# [本文]
========

今回は実例判断ということで、現在アメリカ合衆国の大統領選において大変話題となっているドナルド・トランプ氏の解命を行ってみたいと思います。

トランプさんの時柱は分かりませんが、誕生日は『1946年6月14日』であることが分かっていますので、この情報からある程度は命運の推測ができます。早速見ていきましょう。

ドナルド・トランプ氏の六柱判断

以下は『1946年6月14日』の命式です。

天干
地支

以上がトランプさんの命式です。幸いなことに、トランプさんの命式は時柱がなくても格局と喜神・忌神がすぐに判明する構造です。なぜなら格局判断の原則において、『印が月令を得る場合は必ず普通格局となる』からです。

日干は己土であり、月支は午(丙司令)ですので、格は普通格局の印綬格であることが分かります。午の蔵干本気は丁(偏印)ですが、トランプさんは6月14日生まれの丙司令ですので、丙を取って印綬格となります。

ドナルド・トランプ氏の日干強弱は身強

つづいて六柱における五行のエネルギー量を出してみましょう。以下の表をご覧ください。

五行力量
4.0
21.7
12.0
0
0

ということで、火が断然強いことが分かります。そして次に強いのは土であり、火・土ともに日干を生助する五行ですから、身強であることが分かります。

ちなみに『四柱推命は時柱が分からなければ半分も分からない』などと言っている人がいますが、そのような人は日干強弱の出し方と格局判断の原則をきちんと理解していないと言えるでしょう。なぜなら、時柱が不明でも格局が判明する命式もあればそうでない命式もあり、また日干強弱についても時柱なしで判明する命式もあればそうでない命式もあるからです。

日干の強弱については、数値による厳密な判断を行うことにより、時柱が不明でも日干強弱が確定するのか、それとも時柱が分からなければ日干強弱が確定しないのか、ということが自ずと分かります。それでトランプさんの場合ですが、たとえば日干を剋す木が最も強い時間帯に生まれたとしたらどうでしょうか?

天干
地支

卯と未結託しそうですが、午の存在により合なし。よって木のエネルギーは10程度。それに対して印の火は30あるため身強です。さらに、それでは水旺時刻(夜)の場合はどうでしょうか?

天干
地支

火旺の季節ですので、亥の時刻生まれであっても水は2.7程度。対して火は21.7ほどありますので、この場合も変わらず身強です。つまりトランプさんの命式は『何時に生まれても身強』なので日干強弱は確定。そして印が月令を得ることにより格局も確定ですので、時柱が分からなくても喜神・忌神は明らかとなるわけです。

ドナルド・トランプ氏の命式解命結果

それでは以下にトランプさんの解命結果をまとめましょう。

  • 日干:己
  • 格局:印綬格
  • 日干強弱:身強(中強以上確定)
  • 用神:壬水
  • 喜神:水・金
  • 忌神:火・土
  • 閑神:木(特に甲木は忌神寄り)

========

# [使用する行]

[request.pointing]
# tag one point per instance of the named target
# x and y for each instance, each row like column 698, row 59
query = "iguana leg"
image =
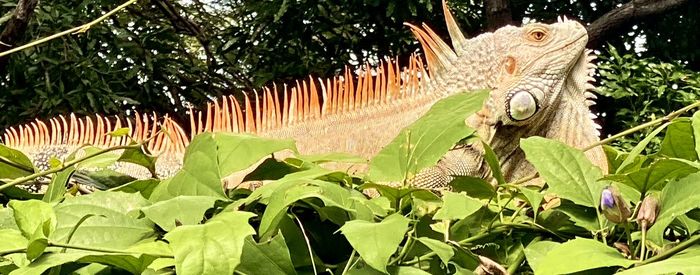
column 460, row 161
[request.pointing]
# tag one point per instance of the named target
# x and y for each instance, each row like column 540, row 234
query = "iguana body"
column 538, row 75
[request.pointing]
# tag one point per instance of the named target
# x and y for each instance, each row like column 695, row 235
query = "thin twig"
column 66, row 165
column 673, row 251
column 75, row 30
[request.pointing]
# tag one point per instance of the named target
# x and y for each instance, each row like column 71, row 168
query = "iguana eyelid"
column 537, row 34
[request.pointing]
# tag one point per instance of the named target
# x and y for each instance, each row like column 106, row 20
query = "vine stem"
column 86, row 248
column 673, row 251
column 79, row 29
column 66, row 165
column 104, row 250
column 521, row 257
column 347, row 266
column 640, row 127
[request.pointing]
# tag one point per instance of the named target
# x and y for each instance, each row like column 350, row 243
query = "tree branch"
column 15, row 28
column 498, row 14
column 616, row 19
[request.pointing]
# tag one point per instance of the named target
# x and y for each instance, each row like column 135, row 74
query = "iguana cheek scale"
column 539, row 75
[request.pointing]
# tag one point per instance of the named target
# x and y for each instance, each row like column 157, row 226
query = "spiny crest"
column 437, row 53
column 168, row 137
column 312, row 99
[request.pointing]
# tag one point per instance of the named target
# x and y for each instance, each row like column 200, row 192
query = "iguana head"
column 536, row 59
column 539, row 78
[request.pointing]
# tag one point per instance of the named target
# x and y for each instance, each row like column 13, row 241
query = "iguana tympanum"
column 538, row 74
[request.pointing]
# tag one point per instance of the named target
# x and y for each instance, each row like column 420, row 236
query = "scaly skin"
column 538, row 75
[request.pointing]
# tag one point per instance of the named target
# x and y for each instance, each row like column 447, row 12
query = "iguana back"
column 539, row 76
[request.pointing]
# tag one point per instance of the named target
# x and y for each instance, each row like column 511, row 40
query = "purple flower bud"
column 613, row 206
column 648, row 211
column 607, row 199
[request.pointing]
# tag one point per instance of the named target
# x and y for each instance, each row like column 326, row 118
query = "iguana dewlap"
column 539, row 75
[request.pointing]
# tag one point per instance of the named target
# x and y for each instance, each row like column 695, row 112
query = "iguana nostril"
column 521, row 106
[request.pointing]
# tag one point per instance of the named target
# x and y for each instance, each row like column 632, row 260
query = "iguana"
column 539, row 76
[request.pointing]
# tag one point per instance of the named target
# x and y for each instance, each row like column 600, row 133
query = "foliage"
column 167, row 56
column 310, row 219
column 642, row 89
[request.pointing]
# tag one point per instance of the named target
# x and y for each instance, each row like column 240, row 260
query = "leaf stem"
column 521, row 257
column 673, row 251
column 308, row 243
column 66, row 165
column 104, row 250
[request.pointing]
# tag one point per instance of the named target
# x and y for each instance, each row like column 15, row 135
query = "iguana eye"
column 521, row 105
column 537, row 34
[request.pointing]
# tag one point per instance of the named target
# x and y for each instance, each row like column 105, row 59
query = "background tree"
column 166, row 56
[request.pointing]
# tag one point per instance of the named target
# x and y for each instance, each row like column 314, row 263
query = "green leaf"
column 7, row 218
column 14, row 164
column 474, row 187
column 424, row 142
column 639, row 148
column 655, row 175
column 186, row 210
column 579, row 255
column 138, row 157
column 211, row 157
column 567, row 171
column 272, row 257
column 11, row 240
column 676, row 199
column 211, row 248
column 200, row 175
column 57, row 187
column 679, row 141
column 376, row 242
column 333, row 157
column 443, row 250
column 115, row 224
column 119, row 132
column 537, row 251
column 31, row 216
column 237, row 152
column 457, row 206
column 685, row 262
column 331, row 194
column 533, row 197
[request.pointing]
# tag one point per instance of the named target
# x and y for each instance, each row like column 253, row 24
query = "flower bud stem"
column 673, row 251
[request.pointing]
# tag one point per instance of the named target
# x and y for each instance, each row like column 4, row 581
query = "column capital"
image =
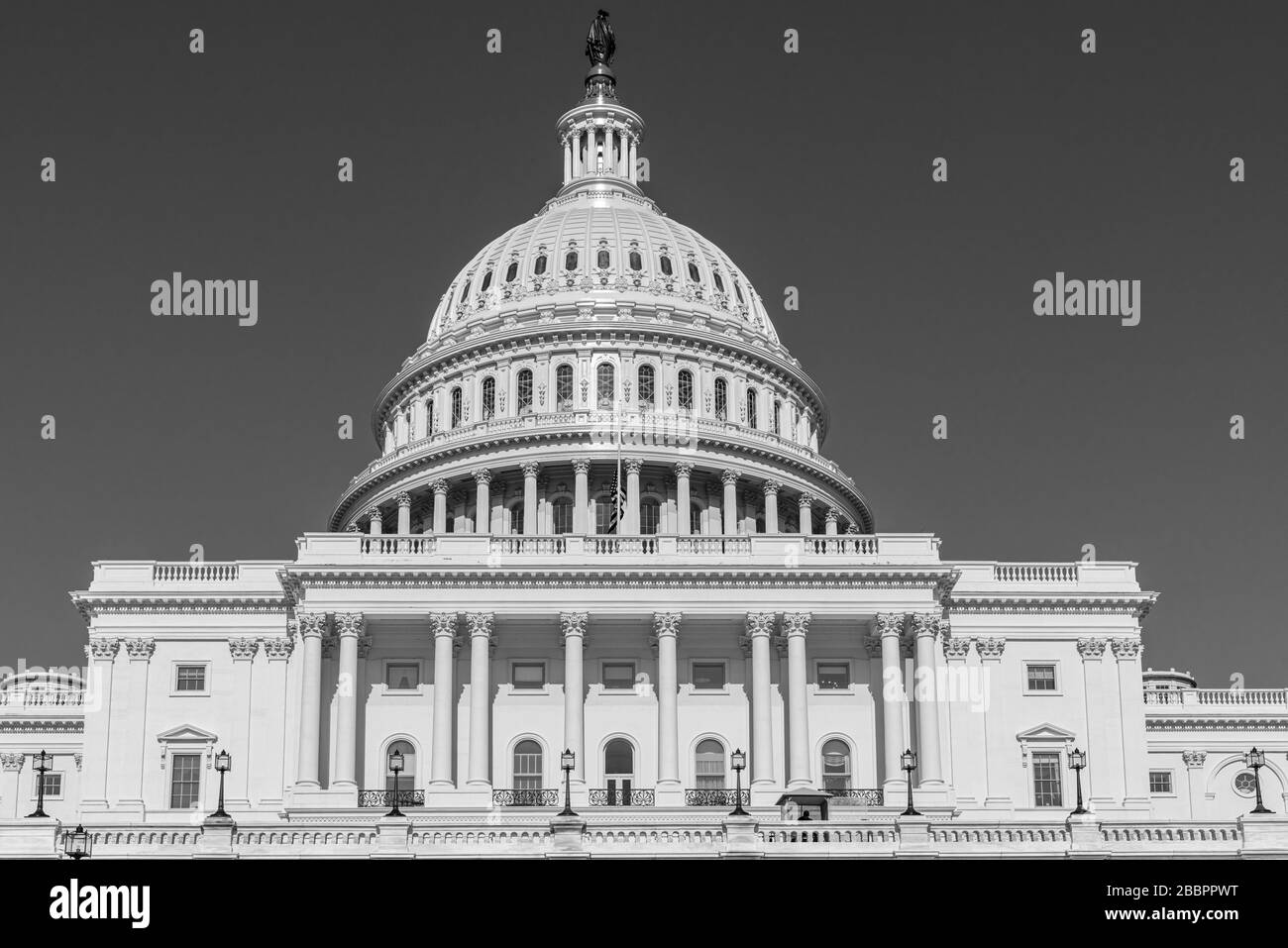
column 349, row 623
column 1126, row 648
column 103, row 647
column 141, row 648
column 278, row 648
column 991, row 647
column 243, row 648
column 1091, row 648
column 312, row 623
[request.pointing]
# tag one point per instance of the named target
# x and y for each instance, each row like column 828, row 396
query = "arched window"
column 686, row 393
column 562, row 511
column 563, row 386
column 708, row 766
column 456, row 407
column 604, row 388
column 645, row 376
column 407, row 777
column 523, row 391
column 527, row 766
column 649, row 517
column 836, row 766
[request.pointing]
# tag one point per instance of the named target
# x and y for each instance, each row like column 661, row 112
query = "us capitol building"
column 601, row 522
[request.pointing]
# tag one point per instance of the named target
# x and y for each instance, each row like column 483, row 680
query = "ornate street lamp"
column 909, row 760
column 76, row 843
column 42, row 763
column 1078, row 760
column 223, row 764
column 1256, row 760
column 739, row 760
column 395, row 766
column 567, row 760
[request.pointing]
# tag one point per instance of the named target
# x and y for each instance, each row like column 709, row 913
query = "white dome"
column 589, row 228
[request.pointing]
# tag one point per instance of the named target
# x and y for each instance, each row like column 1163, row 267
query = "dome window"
column 604, row 385
column 523, row 391
column 686, row 386
column 563, row 386
column 645, row 380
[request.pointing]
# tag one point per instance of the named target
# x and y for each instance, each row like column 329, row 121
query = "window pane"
column 528, row 675
column 833, row 675
column 708, row 675
column 619, row 675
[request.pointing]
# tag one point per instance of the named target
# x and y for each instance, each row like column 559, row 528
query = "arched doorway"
column 618, row 771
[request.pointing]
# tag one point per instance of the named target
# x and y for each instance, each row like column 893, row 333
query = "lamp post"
column 395, row 764
column 1256, row 760
column 739, row 760
column 76, row 843
column 42, row 763
column 567, row 760
column 223, row 764
column 1078, row 760
column 909, row 760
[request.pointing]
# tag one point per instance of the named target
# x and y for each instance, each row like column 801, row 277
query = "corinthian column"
column 480, row 625
column 443, row 626
column 572, row 627
column 795, row 625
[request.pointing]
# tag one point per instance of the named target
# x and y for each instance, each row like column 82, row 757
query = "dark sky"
column 810, row 170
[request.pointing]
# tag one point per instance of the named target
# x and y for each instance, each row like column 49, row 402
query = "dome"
column 600, row 241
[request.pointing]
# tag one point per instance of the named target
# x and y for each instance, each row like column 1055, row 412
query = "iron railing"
column 385, row 797
column 715, row 796
column 526, row 797
column 622, row 797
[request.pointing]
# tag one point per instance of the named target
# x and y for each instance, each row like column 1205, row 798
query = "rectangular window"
column 531, row 675
column 1046, row 780
column 708, row 677
column 618, row 677
column 1039, row 678
column 833, row 675
column 184, row 781
column 189, row 678
column 402, row 677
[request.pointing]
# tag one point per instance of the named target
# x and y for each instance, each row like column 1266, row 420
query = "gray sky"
column 810, row 170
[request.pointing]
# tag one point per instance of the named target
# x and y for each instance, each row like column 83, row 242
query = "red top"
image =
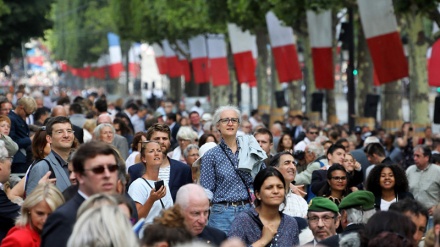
column 21, row 237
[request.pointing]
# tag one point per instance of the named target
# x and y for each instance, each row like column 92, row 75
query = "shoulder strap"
column 30, row 169
column 163, row 206
column 242, row 180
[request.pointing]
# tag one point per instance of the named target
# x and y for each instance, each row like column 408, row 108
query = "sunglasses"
column 100, row 169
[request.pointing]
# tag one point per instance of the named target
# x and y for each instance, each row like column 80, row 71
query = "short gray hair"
column 316, row 148
column 187, row 191
column 97, row 130
column 189, row 148
column 221, row 109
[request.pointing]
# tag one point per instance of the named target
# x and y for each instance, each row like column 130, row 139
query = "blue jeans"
column 221, row 216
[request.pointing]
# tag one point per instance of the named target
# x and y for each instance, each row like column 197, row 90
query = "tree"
column 20, row 21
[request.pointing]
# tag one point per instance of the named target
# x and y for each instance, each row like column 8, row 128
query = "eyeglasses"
column 227, row 120
column 60, row 132
column 325, row 219
column 100, row 169
column 339, row 178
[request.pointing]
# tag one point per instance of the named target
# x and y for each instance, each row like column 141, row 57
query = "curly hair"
column 400, row 179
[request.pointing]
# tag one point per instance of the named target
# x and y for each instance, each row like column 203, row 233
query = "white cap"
column 202, row 150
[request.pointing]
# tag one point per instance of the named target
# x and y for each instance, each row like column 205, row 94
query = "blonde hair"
column 43, row 192
column 101, row 227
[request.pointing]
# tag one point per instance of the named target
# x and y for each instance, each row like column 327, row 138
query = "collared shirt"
column 220, row 177
column 247, row 227
column 425, row 184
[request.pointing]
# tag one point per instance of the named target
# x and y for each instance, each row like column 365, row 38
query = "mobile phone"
column 158, row 184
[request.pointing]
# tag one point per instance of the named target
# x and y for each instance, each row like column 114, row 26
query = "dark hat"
column 321, row 204
column 359, row 199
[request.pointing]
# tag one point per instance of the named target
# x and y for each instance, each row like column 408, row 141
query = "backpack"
column 52, row 174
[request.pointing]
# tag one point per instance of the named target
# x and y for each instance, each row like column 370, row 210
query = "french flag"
column 99, row 68
column 284, row 49
column 218, row 62
column 184, row 64
column 242, row 44
column 161, row 60
column 134, row 59
column 380, row 28
column 173, row 64
column 320, row 33
column 199, row 59
column 115, row 65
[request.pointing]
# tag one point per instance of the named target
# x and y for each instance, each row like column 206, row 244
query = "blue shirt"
column 219, row 176
column 247, row 226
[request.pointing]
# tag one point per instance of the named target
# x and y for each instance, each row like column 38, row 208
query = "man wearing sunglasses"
column 96, row 169
column 60, row 136
column 20, row 131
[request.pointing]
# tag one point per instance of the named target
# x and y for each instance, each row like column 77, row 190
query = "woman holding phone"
column 150, row 193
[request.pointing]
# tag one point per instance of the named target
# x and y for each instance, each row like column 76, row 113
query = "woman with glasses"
column 265, row 225
column 389, row 184
column 43, row 200
column 149, row 198
column 285, row 144
column 227, row 170
column 185, row 136
column 336, row 187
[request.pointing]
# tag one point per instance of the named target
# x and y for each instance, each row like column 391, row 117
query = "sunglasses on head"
column 100, row 169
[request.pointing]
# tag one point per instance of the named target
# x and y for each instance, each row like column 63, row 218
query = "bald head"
column 103, row 118
column 190, row 193
column 59, row 110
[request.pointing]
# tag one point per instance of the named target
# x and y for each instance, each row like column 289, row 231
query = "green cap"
column 321, row 204
column 359, row 199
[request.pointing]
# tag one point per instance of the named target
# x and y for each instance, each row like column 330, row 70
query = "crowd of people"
column 90, row 172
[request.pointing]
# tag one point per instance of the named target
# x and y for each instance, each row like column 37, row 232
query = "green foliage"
column 80, row 31
column 153, row 21
column 20, row 21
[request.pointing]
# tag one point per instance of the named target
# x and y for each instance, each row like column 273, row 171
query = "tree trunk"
column 175, row 88
column 366, row 70
column 309, row 78
column 391, row 104
column 263, row 63
column 419, row 89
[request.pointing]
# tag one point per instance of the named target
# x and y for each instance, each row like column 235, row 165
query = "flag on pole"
column 161, row 60
column 134, row 59
column 284, row 49
column 320, row 33
column 115, row 65
column 380, row 28
column 218, row 62
column 184, row 64
column 242, row 44
column 199, row 59
column 173, row 64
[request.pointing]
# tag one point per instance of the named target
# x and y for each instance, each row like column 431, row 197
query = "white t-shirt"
column 295, row 206
column 385, row 205
column 139, row 191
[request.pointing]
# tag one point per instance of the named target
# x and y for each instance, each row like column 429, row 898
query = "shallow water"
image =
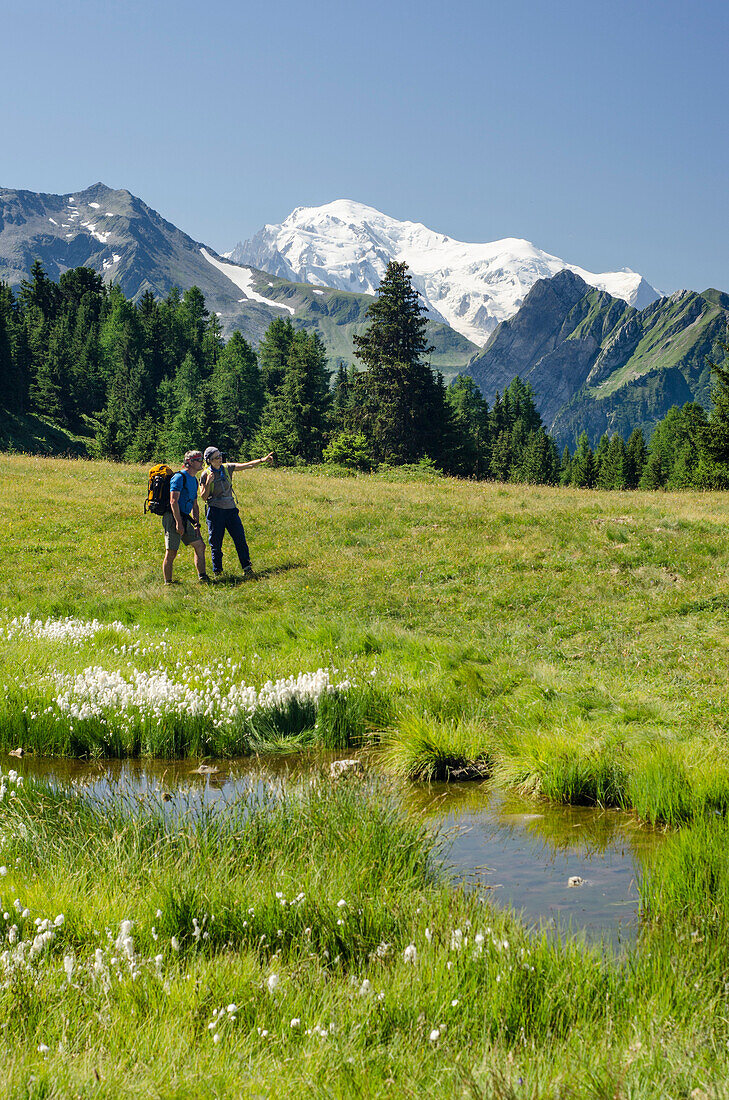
column 519, row 854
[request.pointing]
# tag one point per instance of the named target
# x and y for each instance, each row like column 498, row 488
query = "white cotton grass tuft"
column 98, row 693
column 63, row 629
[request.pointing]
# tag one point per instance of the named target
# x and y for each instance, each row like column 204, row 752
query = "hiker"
column 221, row 508
column 183, row 523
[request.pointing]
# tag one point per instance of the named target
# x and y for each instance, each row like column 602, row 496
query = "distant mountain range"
column 130, row 243
column 471, row 287
column 603, row 352
column 597, row 363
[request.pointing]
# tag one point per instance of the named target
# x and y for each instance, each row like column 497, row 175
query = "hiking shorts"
column 173, row 538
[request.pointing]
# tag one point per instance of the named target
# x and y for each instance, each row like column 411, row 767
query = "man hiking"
column 183, row 523
column 221, row 510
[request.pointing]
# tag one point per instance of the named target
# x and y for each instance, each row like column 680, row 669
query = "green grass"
column 577, row 638
column 326, row 888
column 570, row 645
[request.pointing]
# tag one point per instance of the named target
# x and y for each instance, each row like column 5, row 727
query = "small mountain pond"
column 519, row 854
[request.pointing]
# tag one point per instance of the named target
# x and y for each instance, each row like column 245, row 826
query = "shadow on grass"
column 260, row 574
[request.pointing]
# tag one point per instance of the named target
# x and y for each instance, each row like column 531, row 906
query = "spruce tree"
column 636, row 454
column 274, row 351
column 13, row 373
column 611, row 471
column 565, row 471
column 236, row 396
column 295, row 417
column 470, row 451
column 401, row 406
column 583, row 464
column 716, row 437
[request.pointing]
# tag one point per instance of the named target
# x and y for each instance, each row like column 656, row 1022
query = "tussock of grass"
column 423, row 748
column 252, row 893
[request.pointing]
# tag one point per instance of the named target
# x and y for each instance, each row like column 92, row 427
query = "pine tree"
column 583, row 464
column 236, row 396
column 540, row 461
column 295, row 418
column 400, row 403
column 13, row 373
column 273, row 353
column 716, row 438
column 636, row 454
column 565, row 471
column 611, row 472
column 470, row 450
column 600, row 451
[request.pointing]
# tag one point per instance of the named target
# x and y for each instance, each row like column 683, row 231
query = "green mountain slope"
column 131, row 244
column 596, row 363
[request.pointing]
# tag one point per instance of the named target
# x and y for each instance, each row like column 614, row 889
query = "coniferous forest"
column 146, row 381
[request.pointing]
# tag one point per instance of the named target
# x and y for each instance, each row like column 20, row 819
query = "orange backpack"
column 157, row 501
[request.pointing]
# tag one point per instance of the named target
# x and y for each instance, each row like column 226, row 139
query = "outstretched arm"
column 206, row 487
column 250, row 465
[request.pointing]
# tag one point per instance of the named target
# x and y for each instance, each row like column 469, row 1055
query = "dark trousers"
column 219, row 521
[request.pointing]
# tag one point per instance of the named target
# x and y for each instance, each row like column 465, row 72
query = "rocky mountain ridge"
column 472, row 287
column 126, row 241
column 598, row 364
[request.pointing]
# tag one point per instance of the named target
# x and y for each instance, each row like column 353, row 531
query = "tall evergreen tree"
column 295, row 417
column 401, row 406
column 611, row 469
column 636, row 454
column 471, row 450
column 583, row 464
column 236, row 395
column 274, row 351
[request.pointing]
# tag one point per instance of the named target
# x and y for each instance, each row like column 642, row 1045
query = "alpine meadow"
column 225, row 866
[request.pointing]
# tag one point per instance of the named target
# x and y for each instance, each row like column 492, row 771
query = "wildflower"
column 68, row 967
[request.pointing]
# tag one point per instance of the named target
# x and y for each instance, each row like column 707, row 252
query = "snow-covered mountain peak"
column 471, row 286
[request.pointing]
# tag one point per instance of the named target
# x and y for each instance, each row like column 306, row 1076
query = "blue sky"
column 596, row 130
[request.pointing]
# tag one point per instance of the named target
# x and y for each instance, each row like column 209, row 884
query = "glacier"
column 472, row 287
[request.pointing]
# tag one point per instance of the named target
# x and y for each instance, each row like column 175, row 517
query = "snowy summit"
column 472, row 287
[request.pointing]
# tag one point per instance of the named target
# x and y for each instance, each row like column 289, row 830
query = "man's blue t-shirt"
column 187, row 486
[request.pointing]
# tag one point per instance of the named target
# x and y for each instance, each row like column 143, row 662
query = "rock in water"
column 339, row 768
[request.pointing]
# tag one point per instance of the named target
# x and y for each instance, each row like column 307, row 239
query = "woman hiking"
column 221, row 508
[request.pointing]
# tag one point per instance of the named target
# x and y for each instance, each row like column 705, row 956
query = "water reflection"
column 519, row 854
column 526, row 854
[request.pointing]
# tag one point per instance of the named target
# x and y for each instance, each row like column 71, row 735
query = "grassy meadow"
column 569, row 644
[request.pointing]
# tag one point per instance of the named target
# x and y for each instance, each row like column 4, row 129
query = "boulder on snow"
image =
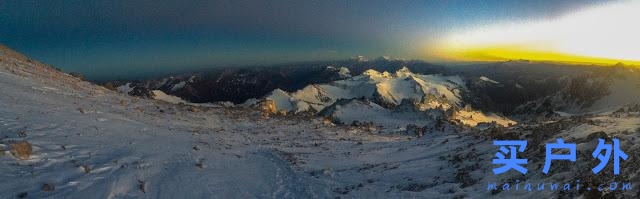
column 21, row 150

========

# [課題内容]
• A. 本文のうち、「ちなみに『四柱推命は時柱が分」を含む語句で始まり「れたとしたらどうでしょうか?」で終わる部分を、「時柱」をすべて「時間の柱」に改めて書き直すこと。
• B. 「phone」という文字列を含む行をすべて探し出し、そのまま写すこと。大文字と小文字は区別する。

# [解答]
• A.
ちなみに『四柱推命は時間の柱が分からなければ半分も分からない』などと言っている人がいますが、そのような人は日干強弱の出し方と格局判断の原則をきちんと理解していないと言えるでしょう。なぜなら、時間の柱が不明でも格局が判明する命式もあればそうでない命式もあり、また日干強弱についても時間の柱なしで判明する命式もあればそうでない命式もあるからです。

日干の強弱については、数値による厳密な判断を行うことにより、時間の柱が不明でも日干強弱が確定するのか、それとも時間の柱が分からなければ日干強弱が確定しないのか、ということが自ずと分かります。それでトランプさんの場合ですが、たとえば日干を剋す木が最も強い時間帯に生まれたとしたらどうでしょうか?

• B.
query = "mobile phone"
query = "woman holding phone"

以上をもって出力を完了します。